* **Text shown**

Warning: this is a long answer with detail
In order to do this problem, we need to be able to understand the properties of logarithms. We can first simplify each individual logarithm, then combine those.
Let's start with the first term: #2log_(3)10#
The property used here is this: #xlog_(z)y = log_(z)(y^x)#.
Basically, this property allows for the coefficient in front of a logarithm #(x)# to act as the exponent of the term of the log #(y)#. So when we simplify, we should get something like below:
# 2log_(3)10 #
# = log_(3)(10^2)#
#= log_(3)100#
Now for the second term. We will use the same rule as above to get rid of the coefficient:
#5log_(3)y #
# = log_(3)y^5 #
And finally, the third term. Again, we use the first property to get rid of the coefficient, but note that the negative remains on the outside of the logarithm; this makes it easier to simplify the entire expression when combining all of the terms
#- 1/2log_(3)x#
# = -1log_(3)x^(1/2)#
Now, we combine the first two terms, as it is order of operations; However, to do this, we will need to use another property of logarithms: #log_(x)y+log_(x)z = log_(x)(yz)#. Note that for this property to work, the bases of the two logarithms in the process (represented by #x#) must be the same. This property basically says that adding two logarithms together is the same as multiplying the two terms of the logarithm together, while keeping the same base. In action, the process looks like this:
#log_(3)100 + log_(3)y^5 #
#=log_(3)(100)(y^5)#
#=log_(3)100y^5#
Now we combine the result from above and third term. We group these together because they are being subtracted, which is part of another property of logarithms: #log_(x)y - log_(x)z = log_(x)(y/z)#. Note that for this property to work, the bases of the two/more logarithms involved (in this case, #x#) must be the same; otherwise, this doesn't work.

* **What is expected**
Render this sentence from the logarithm explanation in Spanish: "This property basically says that adding two logarithms together is the same as multiplying the two terms of the logarithm together, while keeping the same base." The records have a separate origin.

* **Data listing**
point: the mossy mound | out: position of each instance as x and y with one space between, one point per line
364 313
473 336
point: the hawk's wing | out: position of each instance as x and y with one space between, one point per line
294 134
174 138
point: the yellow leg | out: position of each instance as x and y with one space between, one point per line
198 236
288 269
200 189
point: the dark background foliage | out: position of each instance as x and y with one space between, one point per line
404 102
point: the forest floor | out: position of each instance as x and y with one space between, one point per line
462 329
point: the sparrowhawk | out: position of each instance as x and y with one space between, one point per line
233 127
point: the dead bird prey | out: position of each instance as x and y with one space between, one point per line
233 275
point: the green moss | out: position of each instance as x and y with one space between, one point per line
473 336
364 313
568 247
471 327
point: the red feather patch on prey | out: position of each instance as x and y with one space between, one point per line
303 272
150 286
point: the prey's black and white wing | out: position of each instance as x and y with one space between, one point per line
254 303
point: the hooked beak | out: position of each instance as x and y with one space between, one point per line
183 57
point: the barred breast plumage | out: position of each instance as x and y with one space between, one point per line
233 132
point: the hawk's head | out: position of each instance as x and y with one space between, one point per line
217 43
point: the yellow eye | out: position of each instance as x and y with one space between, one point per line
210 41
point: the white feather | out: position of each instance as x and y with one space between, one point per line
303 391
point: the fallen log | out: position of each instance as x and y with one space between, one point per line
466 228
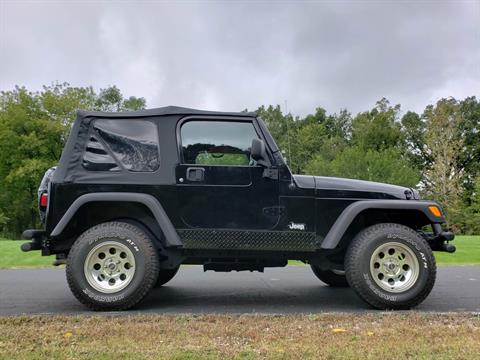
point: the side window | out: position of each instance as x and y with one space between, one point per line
217 142
131 143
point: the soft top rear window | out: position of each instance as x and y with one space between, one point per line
122 144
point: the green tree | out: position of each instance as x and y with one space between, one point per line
33 129
379 128
355 163
442 179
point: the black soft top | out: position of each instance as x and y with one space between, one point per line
166 110
70 167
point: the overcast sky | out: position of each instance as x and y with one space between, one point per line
235 55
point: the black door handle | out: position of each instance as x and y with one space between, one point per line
195 174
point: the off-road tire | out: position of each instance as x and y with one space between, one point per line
146 266
329 277
357 266
165 275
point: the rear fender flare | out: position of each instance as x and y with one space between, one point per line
171 236
353 210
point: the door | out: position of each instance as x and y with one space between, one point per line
221 190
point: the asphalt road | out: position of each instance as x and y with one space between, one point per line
279 290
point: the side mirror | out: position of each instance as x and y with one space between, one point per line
258 152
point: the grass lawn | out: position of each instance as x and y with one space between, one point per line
468 253
323 336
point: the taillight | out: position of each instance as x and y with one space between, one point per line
44 200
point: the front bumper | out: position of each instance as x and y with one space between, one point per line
439 239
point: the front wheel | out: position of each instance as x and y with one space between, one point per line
390 266
112 266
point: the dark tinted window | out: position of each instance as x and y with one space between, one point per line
131 143
217 142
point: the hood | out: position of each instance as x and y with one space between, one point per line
340 187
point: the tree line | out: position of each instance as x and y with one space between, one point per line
437 152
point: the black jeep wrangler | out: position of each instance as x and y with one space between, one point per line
135 195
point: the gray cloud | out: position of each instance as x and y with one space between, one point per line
233 55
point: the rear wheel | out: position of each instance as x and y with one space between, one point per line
112 266
390 266
165 275
334 278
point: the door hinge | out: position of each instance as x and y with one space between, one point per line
274 211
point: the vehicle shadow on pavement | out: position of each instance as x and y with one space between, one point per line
229 299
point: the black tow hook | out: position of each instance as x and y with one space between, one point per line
36 243
448 248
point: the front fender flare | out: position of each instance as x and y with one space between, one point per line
350 213
171 235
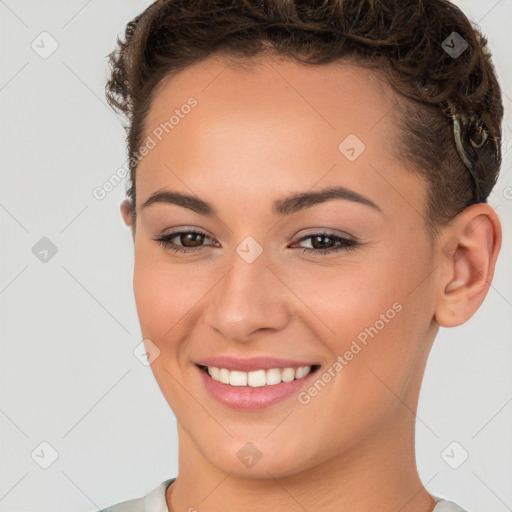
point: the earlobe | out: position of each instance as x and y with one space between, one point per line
467 262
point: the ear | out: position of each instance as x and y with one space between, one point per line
468 252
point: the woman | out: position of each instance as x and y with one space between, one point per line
308 205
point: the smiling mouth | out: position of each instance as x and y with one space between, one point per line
257 378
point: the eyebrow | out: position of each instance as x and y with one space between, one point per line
291 204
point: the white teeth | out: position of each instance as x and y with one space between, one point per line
237 378
257 378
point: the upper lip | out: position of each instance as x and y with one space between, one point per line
251 364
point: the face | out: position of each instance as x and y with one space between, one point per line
335 281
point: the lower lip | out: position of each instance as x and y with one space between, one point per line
249 398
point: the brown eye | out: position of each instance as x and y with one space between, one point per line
183 241
323 243
191 239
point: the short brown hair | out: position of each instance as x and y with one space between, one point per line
401 39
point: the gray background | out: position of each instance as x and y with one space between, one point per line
69 325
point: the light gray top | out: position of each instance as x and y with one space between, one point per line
154 501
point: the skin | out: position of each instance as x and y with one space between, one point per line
258 134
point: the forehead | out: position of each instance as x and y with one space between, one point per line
272 123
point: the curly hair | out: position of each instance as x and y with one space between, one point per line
449 121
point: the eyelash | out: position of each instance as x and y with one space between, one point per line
345 243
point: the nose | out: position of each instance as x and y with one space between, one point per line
248 300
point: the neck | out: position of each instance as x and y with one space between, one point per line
378 474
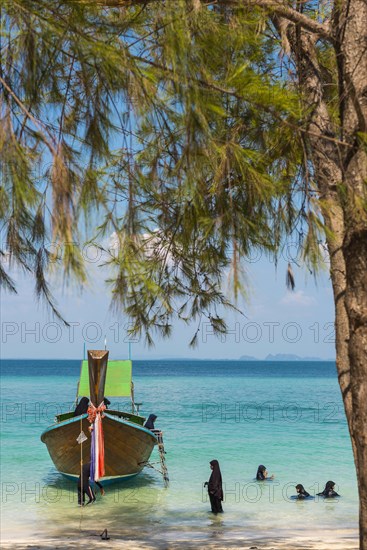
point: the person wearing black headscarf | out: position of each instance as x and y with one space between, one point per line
301 491
84 487
215 487
328 492
82 406
149 424
262 473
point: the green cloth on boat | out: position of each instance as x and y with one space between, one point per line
118 380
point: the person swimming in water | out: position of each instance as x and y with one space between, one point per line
262 474
328 492
301 491
84 487
214 485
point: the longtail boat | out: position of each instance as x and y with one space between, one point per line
127 443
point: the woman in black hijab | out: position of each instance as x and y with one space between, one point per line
149 425
215 487
301 491
262 473
82 406
328 492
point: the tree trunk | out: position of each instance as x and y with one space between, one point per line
350 23
341 175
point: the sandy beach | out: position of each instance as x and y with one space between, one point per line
174 540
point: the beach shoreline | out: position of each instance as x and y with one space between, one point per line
346 540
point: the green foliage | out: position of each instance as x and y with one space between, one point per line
169 124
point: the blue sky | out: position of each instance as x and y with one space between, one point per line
275 321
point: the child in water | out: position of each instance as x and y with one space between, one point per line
262 473
328 492
301 492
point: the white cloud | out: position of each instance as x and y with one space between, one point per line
298 298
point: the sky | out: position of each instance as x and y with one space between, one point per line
274 320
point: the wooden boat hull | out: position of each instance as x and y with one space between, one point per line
128 446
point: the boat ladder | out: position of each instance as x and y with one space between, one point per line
162 458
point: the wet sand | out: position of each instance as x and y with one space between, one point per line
345 540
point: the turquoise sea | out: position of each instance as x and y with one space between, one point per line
287 416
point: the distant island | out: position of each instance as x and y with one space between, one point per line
282 357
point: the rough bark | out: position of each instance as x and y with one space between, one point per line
341 175
350 23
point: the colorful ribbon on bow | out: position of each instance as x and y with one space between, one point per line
95 415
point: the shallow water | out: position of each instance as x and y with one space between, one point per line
288 416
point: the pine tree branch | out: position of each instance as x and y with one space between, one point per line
275 6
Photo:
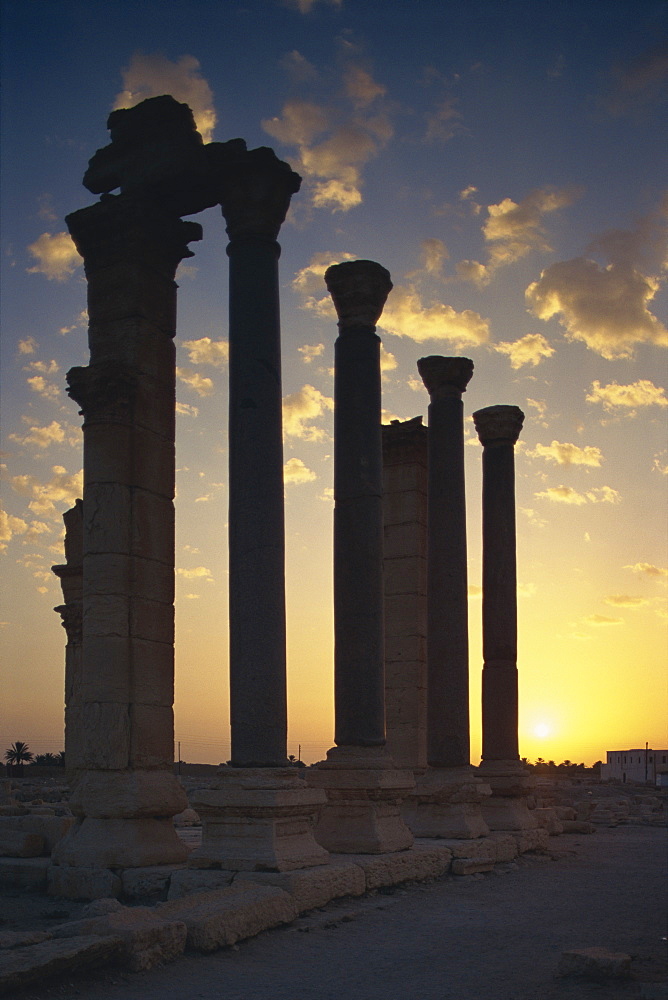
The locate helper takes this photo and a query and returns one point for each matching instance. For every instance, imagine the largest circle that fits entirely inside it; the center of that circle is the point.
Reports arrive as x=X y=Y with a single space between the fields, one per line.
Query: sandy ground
x=487 y=937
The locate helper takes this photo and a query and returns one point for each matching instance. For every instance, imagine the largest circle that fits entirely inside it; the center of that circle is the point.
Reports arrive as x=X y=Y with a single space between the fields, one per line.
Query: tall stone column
x=259 y=813
x=448 y=794
x=405 y=575
x=127 y=794
x=498 y=428
x=71 y=580
x=363 y=785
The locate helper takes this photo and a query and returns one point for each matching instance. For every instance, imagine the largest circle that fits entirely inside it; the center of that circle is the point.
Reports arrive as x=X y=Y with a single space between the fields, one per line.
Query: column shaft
x=358 y=541
x=256 y=517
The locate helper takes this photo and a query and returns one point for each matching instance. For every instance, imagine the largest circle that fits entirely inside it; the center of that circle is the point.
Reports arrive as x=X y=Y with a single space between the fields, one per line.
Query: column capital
x=254 y=189
x=359 y=290
x=445 y=376
x=125 y=229
x=498 y=424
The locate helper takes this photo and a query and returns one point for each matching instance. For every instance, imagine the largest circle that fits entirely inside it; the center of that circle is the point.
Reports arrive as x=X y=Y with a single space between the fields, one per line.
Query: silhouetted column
x=127 y=794
x=71 y=580
x=448 y=743
x=256 y=192
x=257 y=814
x=498 y=428
x=363 y=785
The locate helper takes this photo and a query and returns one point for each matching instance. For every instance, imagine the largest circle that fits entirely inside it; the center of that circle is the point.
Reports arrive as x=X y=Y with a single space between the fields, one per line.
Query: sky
x=505 y=160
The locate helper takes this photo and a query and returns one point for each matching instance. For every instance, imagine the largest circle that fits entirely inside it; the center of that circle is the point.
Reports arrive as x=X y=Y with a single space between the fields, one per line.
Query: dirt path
x=492 y=937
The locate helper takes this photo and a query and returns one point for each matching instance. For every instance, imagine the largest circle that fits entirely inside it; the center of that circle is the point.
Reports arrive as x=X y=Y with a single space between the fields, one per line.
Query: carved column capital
x=498 y=424
x=255 y=189
x=445 y=376
x=359 y=290
x=105 y=391
x=128 y=229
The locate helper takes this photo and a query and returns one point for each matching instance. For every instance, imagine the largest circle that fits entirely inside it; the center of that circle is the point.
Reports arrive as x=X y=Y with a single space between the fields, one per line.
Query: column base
x=258 y=819
x=364 y=794
x=511 y=785
x=447 y=803
x=120 y=843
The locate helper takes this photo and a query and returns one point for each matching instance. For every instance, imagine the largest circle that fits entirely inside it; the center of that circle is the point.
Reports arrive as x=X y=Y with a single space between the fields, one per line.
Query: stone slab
x=51 y=828
x=21 y=966
x=24 y=873
x=471 y=866
x=149 y=938
x=391 y=869
x=595 y=963
x=83 y=883
x=220 y=918
x=190 y=880
x=20 y=844
x=314 y=887
x=148 y=883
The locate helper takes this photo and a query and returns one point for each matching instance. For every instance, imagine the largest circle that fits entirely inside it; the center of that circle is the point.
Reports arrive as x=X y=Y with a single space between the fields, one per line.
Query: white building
x=644 y=766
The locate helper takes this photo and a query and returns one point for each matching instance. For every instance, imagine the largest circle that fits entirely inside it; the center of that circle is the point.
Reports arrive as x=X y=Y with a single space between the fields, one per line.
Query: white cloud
x=202 y=385
x=40 y=385
x=564 y=453
x=57 y=257
x=300 y=409
x=295 y=472
x=605 y=307
x=640 y=393
x=154 y=75
x=207 y=352
x=62 y=487
x=648 y=569
x=311 y=351
x=528 y=350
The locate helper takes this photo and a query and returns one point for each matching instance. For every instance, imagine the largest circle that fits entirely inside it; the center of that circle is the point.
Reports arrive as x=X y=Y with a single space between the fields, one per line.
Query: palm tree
x=18 y=754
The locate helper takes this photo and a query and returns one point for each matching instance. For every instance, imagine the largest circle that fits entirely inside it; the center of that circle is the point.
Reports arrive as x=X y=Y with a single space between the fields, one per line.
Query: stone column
x=498 y=428
x=259 y=812
x=127 y=794
x=448 y=794
x=71 y=580
x=405 y=577
x=363 y=785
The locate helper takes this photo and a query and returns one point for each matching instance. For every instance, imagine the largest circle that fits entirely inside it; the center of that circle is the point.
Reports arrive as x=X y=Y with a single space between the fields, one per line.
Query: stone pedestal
x=364 y=795
x=258 y=819
x=364 y=788
x=498 y=428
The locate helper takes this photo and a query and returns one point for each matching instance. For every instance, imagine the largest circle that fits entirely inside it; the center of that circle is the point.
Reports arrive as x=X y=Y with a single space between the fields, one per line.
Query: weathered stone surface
x=148 y=883
x=190 y=880
x=258 y=819
x=35 y=963
x=315 y=886
x=471 y=866
x=50 y=828
x=149 y=937
x=20 y=844
x=221 y=918
x=390 y=869
x=24 y=873
x=82 y=883
x=595 y=963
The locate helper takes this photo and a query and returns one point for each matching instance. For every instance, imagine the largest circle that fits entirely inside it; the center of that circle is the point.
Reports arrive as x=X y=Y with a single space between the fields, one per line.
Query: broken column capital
x=445 y=376
x=254 y=189
x=126 y=229
x=498 y=424
x=359 y=290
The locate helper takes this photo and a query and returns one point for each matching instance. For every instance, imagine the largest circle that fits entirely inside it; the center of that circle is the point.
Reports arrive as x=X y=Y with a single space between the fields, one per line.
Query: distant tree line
x=19 y=753
x=541 y=766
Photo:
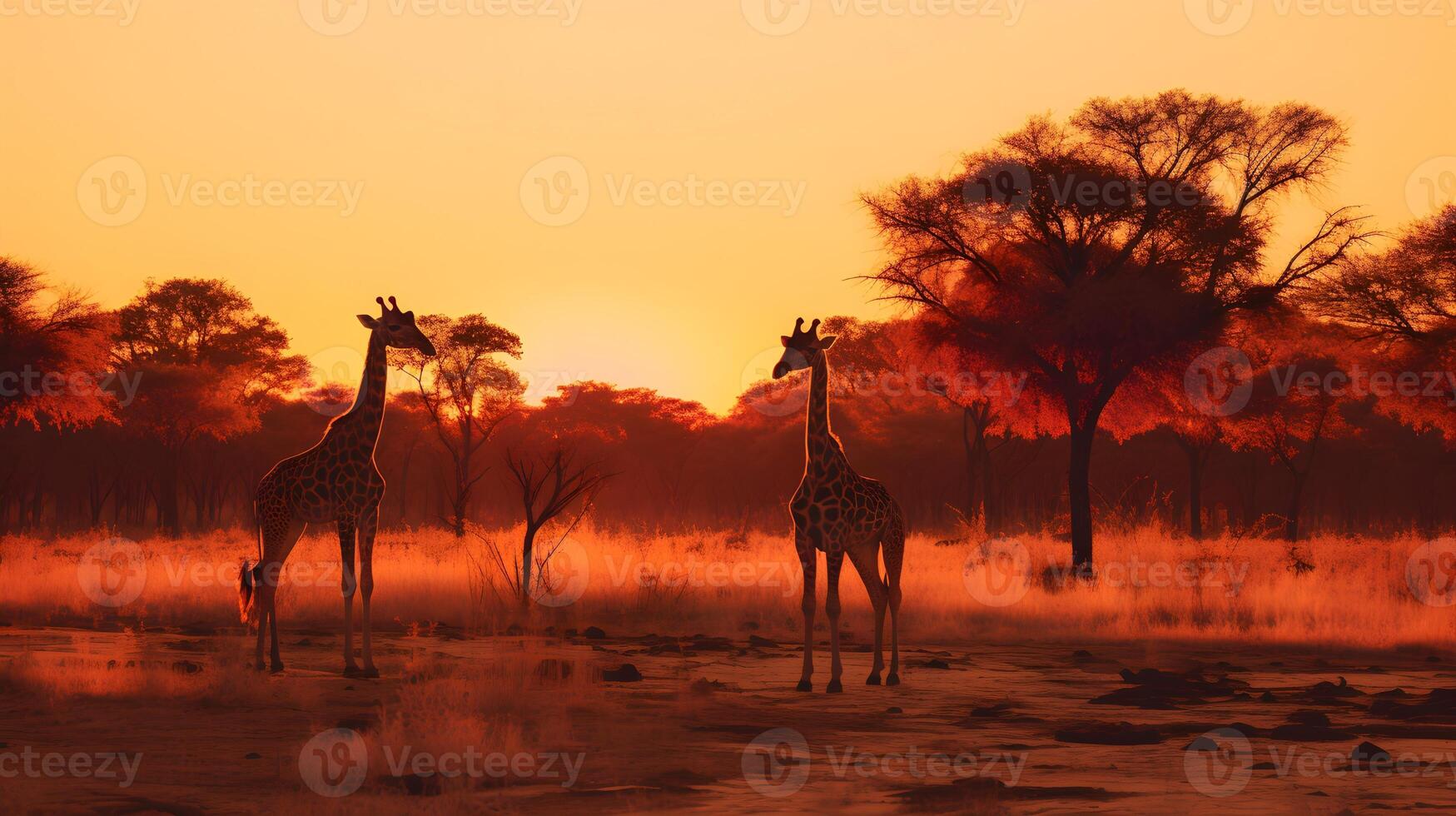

* **Right answer**
Esta propiedad básicamente dice que sumar dos logaritmos es lo mismo que multiplicar entre sí los dos términos del logaritmo, manteniendo la misma base.